### Passage for review
# # #

5).  Print out the graph, the list of similar sequences and the first 4 sequence alignments for your lab report.

 

6).  Find the colored boxes to the right of some of the similar sequences. These links connect to some of the specialized NCBI databases. The green G box, when available, gives you general gene information. The purple box with an ‘E’ in the middle links to a Gene Expression database, the light blue ‘U’ links to the Unigene database, and so on. Click some of these boxes to find out more information about your sequence.

 

7).  Click the link to ‘Taxonomy reports’, above and to the left of the graph. This opens a new window with a list of hits broken down by lineage.

 

8).  Print out the Lineage report for your lab report.

 

Look through the BLAST FAQs and use them as needed to help answer the questions below.

Questions:

 

a)   What is the E-value for the hit with the highest degree of similarity to the query sequence? What does this value mean?

 

b)   Is your cloned sequence IDENTICAL to any sequences in GenBank? What are the differences between your sequence and the yeast sequences in GenBank? What are possible sources of discrepancies between your sequence and yeast sequences in GenBank?

 

c)   What gene(s) does your cloned sequence represent?

 

d)   What is the putative function of your gene if known?

 

e)   Does your cloned sequence share significant similarity with any non-yeast genes? Are their functions (if known) similar?

 

 

Step II. Translated BLAST

 

1).  Return to the main BLAST page and select the blastX search ‘Translated query vs. protein database (blastx).’

 

2).  Paste your sequence in the box, and click the ‘BLAST’ button.

 

3).  Click the ‘format’ button.

 

4).  The BLASTX search has translated your search into all 6 possible reading frames, 3 forward and 3 reverse. Scroll down to look at the matches and you will see which translation frame is being used for each hit. For example, ‘Frame = +2’ indicates that the match was found in the second forward reading frame. This will also be your first sequence alignment.  Record the name of the protein that has the highest similarity to your search (the first match). 

 

5).  Print out the graph, the list of similar sequences and the first 4 sequence alignments for your lab report.

 

6).  Find the colored boxes to the right of some of the similar sequences. Click some of these boxes to find out more information about your sequence.

 

7).  Click the link to ‘Taxonomy reports’, above and to the left of the graph.  Print out the Lineage report for your lab report.

# # #

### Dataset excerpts
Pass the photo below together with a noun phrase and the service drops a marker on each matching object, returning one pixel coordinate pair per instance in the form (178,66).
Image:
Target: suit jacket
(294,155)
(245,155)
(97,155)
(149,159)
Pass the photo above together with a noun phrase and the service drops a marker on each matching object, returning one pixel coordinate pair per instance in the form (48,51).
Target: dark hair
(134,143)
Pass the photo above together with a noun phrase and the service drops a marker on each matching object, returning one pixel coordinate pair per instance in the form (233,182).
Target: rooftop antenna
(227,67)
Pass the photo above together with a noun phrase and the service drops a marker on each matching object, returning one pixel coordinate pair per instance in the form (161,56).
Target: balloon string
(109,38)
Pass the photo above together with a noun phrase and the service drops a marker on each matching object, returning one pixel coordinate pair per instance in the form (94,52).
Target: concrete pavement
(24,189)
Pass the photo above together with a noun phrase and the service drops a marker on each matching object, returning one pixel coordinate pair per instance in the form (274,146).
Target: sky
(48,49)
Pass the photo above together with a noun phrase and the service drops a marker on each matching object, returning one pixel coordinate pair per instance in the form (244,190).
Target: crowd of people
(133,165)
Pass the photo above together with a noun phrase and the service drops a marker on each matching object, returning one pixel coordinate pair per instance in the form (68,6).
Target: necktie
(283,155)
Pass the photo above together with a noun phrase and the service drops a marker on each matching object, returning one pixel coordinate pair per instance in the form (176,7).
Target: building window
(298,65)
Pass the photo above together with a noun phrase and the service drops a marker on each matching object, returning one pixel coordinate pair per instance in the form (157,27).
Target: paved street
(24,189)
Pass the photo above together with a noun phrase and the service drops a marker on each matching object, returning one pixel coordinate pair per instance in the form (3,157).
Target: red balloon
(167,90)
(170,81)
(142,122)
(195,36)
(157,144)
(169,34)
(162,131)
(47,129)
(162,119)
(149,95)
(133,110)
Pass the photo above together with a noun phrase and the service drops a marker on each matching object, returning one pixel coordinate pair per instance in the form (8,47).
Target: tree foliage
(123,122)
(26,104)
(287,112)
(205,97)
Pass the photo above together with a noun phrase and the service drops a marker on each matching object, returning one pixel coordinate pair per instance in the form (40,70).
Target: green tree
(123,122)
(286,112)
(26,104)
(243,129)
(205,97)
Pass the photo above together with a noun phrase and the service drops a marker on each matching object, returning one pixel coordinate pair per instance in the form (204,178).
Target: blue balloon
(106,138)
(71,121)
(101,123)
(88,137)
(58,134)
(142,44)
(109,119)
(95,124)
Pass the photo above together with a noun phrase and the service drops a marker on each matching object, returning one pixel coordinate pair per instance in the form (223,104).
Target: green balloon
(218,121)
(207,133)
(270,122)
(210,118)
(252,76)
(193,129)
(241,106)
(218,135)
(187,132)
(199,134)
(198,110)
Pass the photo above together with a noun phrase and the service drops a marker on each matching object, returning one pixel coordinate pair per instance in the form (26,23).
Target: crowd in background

# # #

### Work order 1
Repeat the BLAST protocol from "4).  The BLASTX" up to and including "(the first match).".
### Work order 2
According to the BLAST protocol, into how many reading frames does the BLASTX search translate the query?
### Work order 3
Resume the BLAST protocol after its last sentence and carry it on.
The records are drawn from a separate source, unrelated to the BLAST protocol.

### Answer section 1
4).  The BLASTX search has translated your search into all 6 possible reading frames, 3 forward and 3 reverse. Scroll down to look at the matches and you will see which translation frame is being used for each hit. For example, ‘Frame = +2’ indicates that the match was found in the second forward reading frame. This will also be your first sequence alignment.  Record the name of the protein that has the highest similarity to your search (the first match).

### Answer section 2
All 6 possible reading frames: 3 forward and 3 reverse.

### Answer section 3
Questions:

a)   Are the top 4 hits identical to those that were found with the previous search? What differences do you find?

 

b)   Which method found the most matches?

 

c)   What frame is found in the top hit?

 

d)   Click the hyperlink to the top hit to find out more about it. At the top right corner of the resulting document, notice that there is a link to Domains. Click this link. What protein domains are found in this sequence?

 

(e) Is there a human homolog to this yeast gene?  If so retain its name for step III.

 

Step III.  Online Mendelian Inheritance in Man analysis.

 

If your gene alignment indicates there is a human homolog to the cloned yeast gene, you can find out whether it is a gene associated with a known human disorder by using this site.

 

1.)  Go back to the NCBI home page (http://www.ncbi.nlm.nih.gov/).

 

2.)  Copy and paste (or type in) the name of your protein (for example:  glucose-6-phosphate dehydrogenase) into the "search for" box at the top of the OMIM page.

 

3.)  You will get a list of accession numbers with a brief title and gene locus.  Click on the first one that has your complete protein name.

 

The site to which you will be taken is a full description of any human diseases caused by defects in your protein, allelic variants, and a literature review.  Everything you want to know about the function of the protein product of the gene you cloned in a human organism.

 

 

Questions:

 

a)   What is the gene map locus of your gene?  Are there multiple loci?

 

b    What disease (if any) is associated with defects in the gene you cloned?

 

c)   What is the function of your protein in a human organism (if known)? Is there an understandable connection between the defect and disease phenotype?